§ **DIRECTIVE**
Pick out each line below that contains the string "bowl". Case counts, so only an exact-case match qualifies.

§ **EXERCISE DATA**

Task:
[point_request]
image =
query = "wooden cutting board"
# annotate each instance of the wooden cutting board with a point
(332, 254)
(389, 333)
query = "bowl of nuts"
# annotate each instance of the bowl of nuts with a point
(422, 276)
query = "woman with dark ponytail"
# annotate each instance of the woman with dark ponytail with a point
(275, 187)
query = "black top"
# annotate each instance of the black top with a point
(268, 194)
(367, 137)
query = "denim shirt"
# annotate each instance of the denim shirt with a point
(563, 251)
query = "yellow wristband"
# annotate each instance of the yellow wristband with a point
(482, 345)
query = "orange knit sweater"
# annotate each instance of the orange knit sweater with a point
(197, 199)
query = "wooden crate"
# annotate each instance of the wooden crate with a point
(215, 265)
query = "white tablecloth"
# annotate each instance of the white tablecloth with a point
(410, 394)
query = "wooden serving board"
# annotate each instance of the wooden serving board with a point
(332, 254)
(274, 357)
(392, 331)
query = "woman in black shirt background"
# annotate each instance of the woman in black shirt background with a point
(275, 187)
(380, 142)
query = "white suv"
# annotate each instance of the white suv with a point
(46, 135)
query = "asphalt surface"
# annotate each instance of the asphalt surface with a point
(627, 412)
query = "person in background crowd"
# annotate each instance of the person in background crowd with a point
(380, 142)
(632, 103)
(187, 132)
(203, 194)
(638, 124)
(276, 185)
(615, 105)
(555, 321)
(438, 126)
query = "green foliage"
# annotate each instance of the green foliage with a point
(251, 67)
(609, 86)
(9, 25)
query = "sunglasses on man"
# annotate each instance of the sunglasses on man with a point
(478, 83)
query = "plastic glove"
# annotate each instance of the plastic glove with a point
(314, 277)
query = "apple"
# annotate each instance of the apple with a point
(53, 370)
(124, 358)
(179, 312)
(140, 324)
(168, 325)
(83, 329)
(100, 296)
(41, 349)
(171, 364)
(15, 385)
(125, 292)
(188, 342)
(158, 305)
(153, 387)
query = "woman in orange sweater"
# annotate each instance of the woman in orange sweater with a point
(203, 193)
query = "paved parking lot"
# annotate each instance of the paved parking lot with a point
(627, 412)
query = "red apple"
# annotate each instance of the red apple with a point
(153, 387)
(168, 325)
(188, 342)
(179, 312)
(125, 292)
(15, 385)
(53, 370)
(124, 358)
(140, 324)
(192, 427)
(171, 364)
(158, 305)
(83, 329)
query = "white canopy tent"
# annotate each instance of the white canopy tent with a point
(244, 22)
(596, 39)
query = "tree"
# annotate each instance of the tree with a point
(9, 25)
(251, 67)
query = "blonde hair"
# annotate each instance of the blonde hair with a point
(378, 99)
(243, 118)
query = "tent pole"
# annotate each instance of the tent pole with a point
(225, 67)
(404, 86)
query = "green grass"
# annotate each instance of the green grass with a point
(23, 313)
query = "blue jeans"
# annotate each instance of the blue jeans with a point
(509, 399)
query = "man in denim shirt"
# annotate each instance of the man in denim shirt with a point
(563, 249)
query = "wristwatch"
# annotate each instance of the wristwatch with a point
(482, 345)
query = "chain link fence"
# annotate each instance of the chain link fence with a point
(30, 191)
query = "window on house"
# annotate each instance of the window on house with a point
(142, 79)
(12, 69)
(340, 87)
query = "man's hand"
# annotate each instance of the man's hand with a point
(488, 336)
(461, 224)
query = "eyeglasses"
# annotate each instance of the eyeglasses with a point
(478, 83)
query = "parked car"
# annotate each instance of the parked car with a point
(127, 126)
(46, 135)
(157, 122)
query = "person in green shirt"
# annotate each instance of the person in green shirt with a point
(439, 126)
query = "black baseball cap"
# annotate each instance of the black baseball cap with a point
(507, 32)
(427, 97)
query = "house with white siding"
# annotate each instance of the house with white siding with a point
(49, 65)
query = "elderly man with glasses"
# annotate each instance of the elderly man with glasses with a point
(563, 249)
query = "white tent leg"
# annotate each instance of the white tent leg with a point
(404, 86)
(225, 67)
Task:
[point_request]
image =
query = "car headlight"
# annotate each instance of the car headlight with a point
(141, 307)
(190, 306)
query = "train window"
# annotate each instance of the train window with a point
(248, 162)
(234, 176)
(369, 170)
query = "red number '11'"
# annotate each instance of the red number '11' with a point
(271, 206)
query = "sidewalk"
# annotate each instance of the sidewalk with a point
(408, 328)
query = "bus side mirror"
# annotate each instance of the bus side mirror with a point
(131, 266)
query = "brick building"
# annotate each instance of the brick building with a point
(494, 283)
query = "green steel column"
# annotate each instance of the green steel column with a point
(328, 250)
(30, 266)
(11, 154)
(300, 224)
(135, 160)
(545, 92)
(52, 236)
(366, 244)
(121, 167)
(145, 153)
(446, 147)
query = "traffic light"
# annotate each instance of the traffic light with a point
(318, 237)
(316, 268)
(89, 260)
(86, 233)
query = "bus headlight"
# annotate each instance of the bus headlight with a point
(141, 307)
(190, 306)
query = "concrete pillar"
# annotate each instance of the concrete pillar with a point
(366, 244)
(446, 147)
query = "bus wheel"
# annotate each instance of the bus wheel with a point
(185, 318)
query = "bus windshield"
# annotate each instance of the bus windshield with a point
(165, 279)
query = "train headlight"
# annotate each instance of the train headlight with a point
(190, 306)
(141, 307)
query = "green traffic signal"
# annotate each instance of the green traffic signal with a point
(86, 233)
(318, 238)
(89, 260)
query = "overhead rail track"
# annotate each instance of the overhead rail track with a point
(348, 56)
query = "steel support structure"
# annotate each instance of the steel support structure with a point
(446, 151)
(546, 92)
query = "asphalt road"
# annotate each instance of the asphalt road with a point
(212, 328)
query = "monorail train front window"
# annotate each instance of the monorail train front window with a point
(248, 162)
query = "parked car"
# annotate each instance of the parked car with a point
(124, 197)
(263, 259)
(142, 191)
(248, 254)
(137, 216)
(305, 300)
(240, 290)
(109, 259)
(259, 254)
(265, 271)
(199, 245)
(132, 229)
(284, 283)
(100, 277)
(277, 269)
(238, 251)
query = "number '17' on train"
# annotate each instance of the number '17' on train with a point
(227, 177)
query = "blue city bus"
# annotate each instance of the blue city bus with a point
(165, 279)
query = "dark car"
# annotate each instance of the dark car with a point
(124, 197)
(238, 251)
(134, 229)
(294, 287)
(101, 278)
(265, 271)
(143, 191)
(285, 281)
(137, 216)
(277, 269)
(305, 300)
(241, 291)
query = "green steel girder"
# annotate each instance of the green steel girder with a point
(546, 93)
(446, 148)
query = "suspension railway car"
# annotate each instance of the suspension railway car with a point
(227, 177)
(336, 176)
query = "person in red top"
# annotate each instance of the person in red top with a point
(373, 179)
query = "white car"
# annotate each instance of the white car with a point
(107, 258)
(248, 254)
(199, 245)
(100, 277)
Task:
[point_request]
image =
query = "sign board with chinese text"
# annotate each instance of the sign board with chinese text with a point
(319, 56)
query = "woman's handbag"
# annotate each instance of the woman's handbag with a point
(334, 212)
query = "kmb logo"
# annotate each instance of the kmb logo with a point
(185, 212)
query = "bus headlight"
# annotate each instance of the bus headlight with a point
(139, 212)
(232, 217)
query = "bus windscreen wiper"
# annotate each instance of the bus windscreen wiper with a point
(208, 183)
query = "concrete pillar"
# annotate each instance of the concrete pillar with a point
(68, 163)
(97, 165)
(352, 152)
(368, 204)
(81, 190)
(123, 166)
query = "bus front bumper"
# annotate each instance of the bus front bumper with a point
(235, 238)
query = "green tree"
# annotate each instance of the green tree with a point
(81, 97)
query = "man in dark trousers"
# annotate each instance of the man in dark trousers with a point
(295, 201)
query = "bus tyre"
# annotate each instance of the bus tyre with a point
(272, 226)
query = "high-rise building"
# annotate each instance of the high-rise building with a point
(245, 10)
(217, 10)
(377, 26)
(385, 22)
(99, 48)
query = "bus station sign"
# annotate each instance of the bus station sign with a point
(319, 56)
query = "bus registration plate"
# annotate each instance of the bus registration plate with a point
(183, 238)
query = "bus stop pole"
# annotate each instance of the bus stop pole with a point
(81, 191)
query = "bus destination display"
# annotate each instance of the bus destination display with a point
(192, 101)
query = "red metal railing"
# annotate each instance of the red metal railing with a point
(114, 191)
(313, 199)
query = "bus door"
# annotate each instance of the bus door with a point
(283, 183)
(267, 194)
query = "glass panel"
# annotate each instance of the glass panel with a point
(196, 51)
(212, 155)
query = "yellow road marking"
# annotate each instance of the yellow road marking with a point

§ **COMPLETE RESPONSE**
query = "bowl of nuts"
# annotate each instance of the bowl of nuts with a point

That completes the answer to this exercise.